My entire head hurt. I have suffered from migraines virtually my entire life, but this was different. Not concentrated to one area but rather encompassing my whole head and radiating to my neck and shoulders.
Thankfully my cough and congestion was more upper respiratory and did not settle much in my lungs. I tried hard to get the junk I was coughing up out and not ingest it back into my body.
There were nights, several of them, that I lied awake in bed, unable to sleep from the pain, and cried, pleading with God to please not let me die. I wasn’t afraid of death, I have no fear of the afterlife for myself knowing that Jesus awaits, but I didn’t want to leave my son without a mother; I didn’t want to leave my husband to care for an autistic son alone.
Towards the end before the fever finally broke and stayed down I had a pretty good routine. I knew when I would be able sleep, when I’d feel good enough to eat a little bit, when I’d feel well enough to call my son in the other room to try to reassure him that mommy was ok. I also knew the times of day and night when, between doses as the meds began to wear off, the fever would creep back up and the pain would set in. As I grew weary from dealing with the fever day after day I began to be more and more fearful, especially of the night time hours when I knew it would get the highest. I would call my husband around midnight to tell him goodnight, my last dosage before the morning just beginning to kick in. Often times I’d cry talking to him, fearful of the pain I knew was coming that I’d be dealing w alone, fearful that I might not wake up in the morning and he’d have to come in and find me.
The last few days before it finally broke I began to have hallucinations. I had strangely vivid, and terribly odd dreams, that I knew were not real but that I somehow could not awaken myself from. It felt almost like an out of body experience, often times as though I was looking down at myself, telling my conscious mind that what the subconscious was dreaming was not real. I had to remind myself that I was in control of my body and that I could find the strength to sit up, wake up and care for myself, even when I really didn’t. I honestly don’t know how I got through it alone.
But I did. By the grace of God, I did. And I feel like a freaking warrior.
I may forever be weakened physically for what I endured in some ways. New research is coming out that proves the virus changes us.
But I completed a virtual 5k last weekend just to prove to Covid-19 that it did not break me.
The virus definitely changed me.
I am stronger. I am wiser. I am more grateful.
I am careful and I believe in the advice of those who are trying to protect us.
I am a survivor and I know that with God there is no fire I can not walk through knowing He walks with me.
Please, if you or someone you know is believing the lie that this thing is not that bad, or that only the elderly suffer with it, read and share my story! I am a survivor of this terrible disease but you don’t have to be, bc you don’t have to also get it if we all work together to prevent it!
Protect yourself and have the common decency to protect others.

We Are All in This Together But Six Feet Apart 6k Completed!!!




Survivor 6k Challenge! 

First hug after 20 days of quarantine
First Hug after 20 days of quarantine!!

| Records supplied |
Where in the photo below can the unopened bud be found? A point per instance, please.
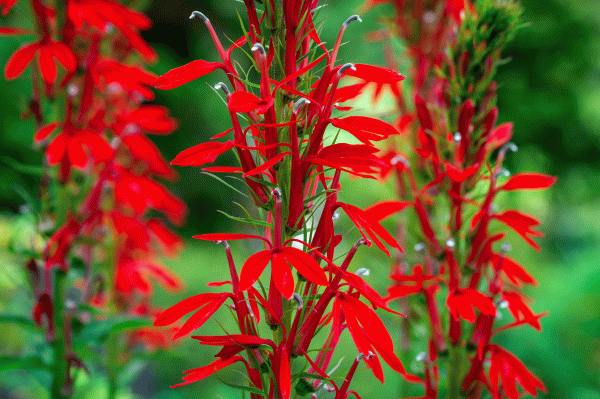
(352, 18)
(509, 147)
(222, 86)
(276, 193)
(419, 247)
(198, 14)
(299, 301)
(345, 67)
(300, 103)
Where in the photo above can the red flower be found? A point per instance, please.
(522, 224)
(99, 13)
(47, 51)
(370, 228)
(365, 129)
(507, 368)
(7, 5)
(461, 301)
(205, 306)
(368, 333)
(281, 259)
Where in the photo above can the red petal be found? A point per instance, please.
(64, 55)
(202, 153)
(282, 275)
(271, 162)
(203, 372)
(169, 241)
(44, 132)
(253, 268)
(500, 136)
(528, 181)
(385, 209)
(181, 75)
(242, 101)
(364, 128)
(56, 149)
(200, 317)
(46, 64)
(228, 237)
(19, 60)
(305, 264)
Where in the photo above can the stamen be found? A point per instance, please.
(352, 18)
(198, 14)
(299, 301)
(300, 103)
(260, 48)
(223, 87)
(345, 67)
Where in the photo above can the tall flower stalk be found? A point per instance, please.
(90, 282)
(291, 165)
(448, 163)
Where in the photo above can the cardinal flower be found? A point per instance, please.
(47, 51)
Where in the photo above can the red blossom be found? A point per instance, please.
(461, 301)
(507, 368)
(47, 51)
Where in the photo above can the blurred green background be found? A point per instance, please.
(550, 89)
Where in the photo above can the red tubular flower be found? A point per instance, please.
(47, 51)
(461, 301)
(281, 259)
(369, 228)
(507, 368)
(522, 224)
(365, 129)
(369, 334)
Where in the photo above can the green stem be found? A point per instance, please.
(455, 372)
(59, 347)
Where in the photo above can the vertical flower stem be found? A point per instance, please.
(59, 361)
(455, 372)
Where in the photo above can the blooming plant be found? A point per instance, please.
(292, 169)
(448, 161)
(91, 278)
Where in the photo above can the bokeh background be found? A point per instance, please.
(550, 89)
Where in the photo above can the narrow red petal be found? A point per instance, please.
(181, 75)
(19, 60)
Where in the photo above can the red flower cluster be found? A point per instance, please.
(292, 170)
(104, 185)
(458, 155)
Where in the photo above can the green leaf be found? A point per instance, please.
(254, 222)
(18, 320)
(26, 363)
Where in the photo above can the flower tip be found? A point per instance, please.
(352, 18)
(198, 14)
(300, 103)
(222, 86)
(260, 48)
(276, 193)
(345, 67)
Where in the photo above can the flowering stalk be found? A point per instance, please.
(97, 188)
(292, 170)
(456, 153)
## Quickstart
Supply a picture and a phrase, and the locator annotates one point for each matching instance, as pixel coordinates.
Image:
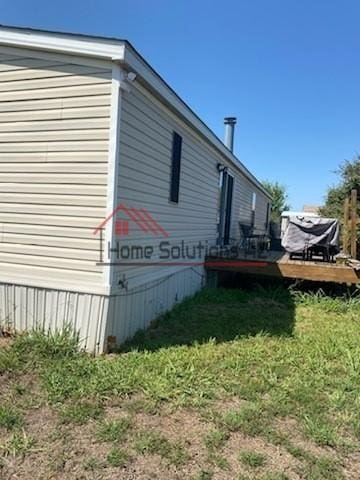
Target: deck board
(278, 264)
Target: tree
(349, 173)
(279, 199)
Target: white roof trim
(65, 43)
(120, 51)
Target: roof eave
(123, 52)
(63, 43)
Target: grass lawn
(230, 385)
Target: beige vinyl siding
(242, 206)
(54, 143)
(146, 133)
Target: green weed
(252, 459)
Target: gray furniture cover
(304, 232)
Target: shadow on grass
(222, 315)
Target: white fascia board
(122, 52)
(57, 42)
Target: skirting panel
(95, 317)
(135, 309)
(24, 308)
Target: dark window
(175, 168)
(267, 216)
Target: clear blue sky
(288, 69)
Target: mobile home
(111, 188)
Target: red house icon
(139, 216)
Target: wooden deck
(278, 264)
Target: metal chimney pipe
(229, 132)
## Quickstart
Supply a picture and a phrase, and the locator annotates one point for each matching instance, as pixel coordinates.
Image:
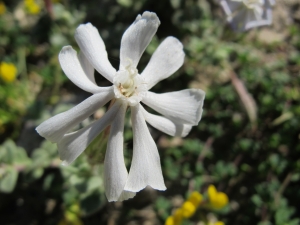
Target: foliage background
(247, 143)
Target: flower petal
(73, 144)
(73, 69)
(92, 45)
(54, 128)
(137, 37)
(115, 172)
(87, 67)
(145, 166)
(184, 106)
(166, 125)
(166, 60)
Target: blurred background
(246, 145)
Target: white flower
(246, 14)
(181, 109)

| What to do |
1: Copy the stretch of the Covid-19 account from "But I completed" through "Apart 6k Completed!!!" word for word.
2: Which parts of the body does the Covid-19 account say the headache covered or spread to? List them.
3: In the Covid-19 account, how many days of quarantine came before the first hug?

| Responses in order |
1:
But I completed a virtual 5k last weekend just to prove to Covid-19 that it did not break me.
The virus definitely changed me.
I am stronger. I am wiser. I am more grateful.
I am careful and I believe in the advice of those who are trying to protect us.
I am a survivor and I know that with God there is no fire I can not walk through knowing He walks with me.
Please, if you or someone you know is believing the lie that this thing is not that bad, or that only the elderly suffer with it, read and share my story! I am a survivor of this terrible disease but you don’t have to be, bc you don’t have to also get it if we all work together to prevent it!
Protect yourself and have the common decency to protect others.

We Are All in This Together But Six Feet Apart 6k Completed!!!

2:
- Head
- Neck
- Shoulders

3: 20 days.